→ **Recorded data**:
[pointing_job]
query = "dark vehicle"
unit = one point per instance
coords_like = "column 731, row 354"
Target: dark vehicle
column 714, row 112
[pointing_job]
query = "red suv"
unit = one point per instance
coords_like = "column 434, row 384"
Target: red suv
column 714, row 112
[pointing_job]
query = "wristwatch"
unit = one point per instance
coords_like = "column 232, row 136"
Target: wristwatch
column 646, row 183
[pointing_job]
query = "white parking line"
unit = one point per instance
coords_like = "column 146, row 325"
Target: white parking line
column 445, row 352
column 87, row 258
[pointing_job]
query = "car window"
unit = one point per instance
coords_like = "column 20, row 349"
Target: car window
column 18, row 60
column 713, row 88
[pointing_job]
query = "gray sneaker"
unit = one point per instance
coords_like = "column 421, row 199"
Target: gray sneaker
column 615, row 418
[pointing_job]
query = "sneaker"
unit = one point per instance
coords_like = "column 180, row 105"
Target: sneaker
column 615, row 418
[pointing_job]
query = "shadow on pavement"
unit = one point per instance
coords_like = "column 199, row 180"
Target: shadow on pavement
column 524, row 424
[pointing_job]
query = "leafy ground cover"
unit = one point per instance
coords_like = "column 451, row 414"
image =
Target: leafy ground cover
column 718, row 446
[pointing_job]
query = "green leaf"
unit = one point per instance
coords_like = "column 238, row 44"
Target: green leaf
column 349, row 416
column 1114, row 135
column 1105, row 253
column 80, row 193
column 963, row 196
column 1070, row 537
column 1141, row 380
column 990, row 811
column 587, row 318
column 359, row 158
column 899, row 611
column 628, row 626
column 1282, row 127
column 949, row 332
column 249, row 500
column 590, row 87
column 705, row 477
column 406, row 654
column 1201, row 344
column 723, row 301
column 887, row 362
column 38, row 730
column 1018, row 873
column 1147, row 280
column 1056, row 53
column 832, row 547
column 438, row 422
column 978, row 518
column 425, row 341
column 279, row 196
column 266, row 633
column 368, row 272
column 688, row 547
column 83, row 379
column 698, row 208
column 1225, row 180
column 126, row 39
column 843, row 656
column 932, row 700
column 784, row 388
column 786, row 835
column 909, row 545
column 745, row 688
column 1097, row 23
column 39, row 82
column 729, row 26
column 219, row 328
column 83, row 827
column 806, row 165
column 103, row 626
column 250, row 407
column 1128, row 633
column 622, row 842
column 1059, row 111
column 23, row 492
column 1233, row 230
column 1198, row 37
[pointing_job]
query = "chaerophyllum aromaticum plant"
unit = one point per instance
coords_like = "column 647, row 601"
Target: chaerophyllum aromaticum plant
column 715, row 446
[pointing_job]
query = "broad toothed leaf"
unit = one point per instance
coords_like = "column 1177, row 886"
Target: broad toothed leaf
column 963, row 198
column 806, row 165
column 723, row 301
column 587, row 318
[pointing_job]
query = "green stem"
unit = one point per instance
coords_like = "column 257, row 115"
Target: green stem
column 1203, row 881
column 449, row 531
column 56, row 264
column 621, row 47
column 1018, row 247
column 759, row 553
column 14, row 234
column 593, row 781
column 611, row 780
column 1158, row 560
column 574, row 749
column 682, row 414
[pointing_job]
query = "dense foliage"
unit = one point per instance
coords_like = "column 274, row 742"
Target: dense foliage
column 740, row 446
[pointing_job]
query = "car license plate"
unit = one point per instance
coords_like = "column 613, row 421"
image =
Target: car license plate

→ **Exercise prompt**:
Copy the material above, line for line.

→ **Response**:
[pointing_job]
query = "dark vehicle"
unit = one point per instance
coords_like = "column 731, row 354"
Target: dark vehicle
column 714, row 112
[pointing_job]
query = "red suv"
unit = one point per instance
coords_like = "column 434, row 384"
Target: red suv
column 714, row 112
[pointing_job]
query = "wristwatch"
unit = one point per instance
coords_like = "column 232, row 136"
Target: wristwatch
column 646, row 183
[pointing_job]
query = "white parking line"
unit = one point per instance
coords_like = "column 146, row 325"
Target: white parking line
column 445, row 352
column 87, row 258
[pointing_job]
query = "car window"
unit = one point per instance
coords_like = "column 20, row 349"
Target: car window
column 18, row 60
column 713, row 88
[pointing_job]
query = "gray sneaker"
unit = one point per instance
coords_like = "column 421, row 199"
Target: gray sneaker
column 615, row 418
[pointing_job]
query = "sneaker"
unit = one point per instance
coords_like = "column 180, row 105"
Target: sneaker
column 615, row 418
[pointing_job]
query = "shadow on pavement"
unit = one point per instance
coords_like = "column 199, row 180"
Target: shadow on pavement
column 524, row 424
[pointing_job]
query = "leafy ground cover"
unit = one point per instance
coords_like = "column 451, row 414"
image =
Target: leafy ground cover
column 718, row 446
[pointing_job]
query = "green leaf"
unit = one point per instance
coords_like = "column 238, row 44"
Target: green leaf
column 349, row 416
column 1114, row 135
column 1105, row 253
column 80, row 193
column 963, row 196
column 1070, row 537
column 1141, row 380
column 990, row 811
column 587, row 318
column 359, row 158
column 899, row 611
column 628, row 626
column 1282, row 127
column 949, row 332
column 249, row 500
column 590, row 87
column 705, row 477
column 406, row 654
column 1201, row 344
column 723, row 301
column 887, row 362
column 38, row 730
column 1018, row 873
column 1147, row 280
column 1056, row 53
column 832, row 547
column 438, row 422
column 978, row 518
column 425, row 341
column 279, row 196
column 266, row 633
column 368, row 272
column 688, row 547
column 83, row 379
column 698, row 208
column 1225, row 180
column 126, row 39
column 843, row 656
column 932, row 700
column 784, row 388
column 786, row 835
column 909, row 545
column 745, row 688
column 1097, row 23
column 39, row 82
column 729, row 26
column 219, row 328
column 83, row 827
column 806, row 165
column 103, row 626
column 250, row 407
column 1128, row 633
column 622, row 842
column 1059, row 111
column 23, row 492
column 1233, row 230
column 1198, row 37
[pointing_job]
query = "chaerophyllum aromaticum plant"
unit = one point per instance
coords_like = "column 647, row 601"
Target: chaerophyllum aromaticum plant
column 715, row 446
[pointing_job]
query = "broad toothed leaf"
unit = one point per instance
coords_like = "column 1177, row 886"
Target: broad toothed leaf
column 963, row 198
column 806, row 165
column 723, row 301
column 587, row 318
[pointing_job]
query = "green stem"
unit = one point per instance
coords_like = "column 257, row 115"
Target: green stem
column 1203, row 881
column 449, row 531
column 56, row 264
column 621, row 47
column 1018, row 247
column 759, row 553
column 14, row 234
column 593, row 781
column 611, row 780
column 1158, row 560
column 574, row 749
column 682, row 414
[pointing_job]
query = "dense foliage"
unit = one point per instance
coords_like = "column 274, row 742"
Target: dense foliage
column 740, row 446
[pointing_job]
query = "car license plate"
unit = one point per instance
coords_like = "column 613, row 421"
image =
Target: car license plate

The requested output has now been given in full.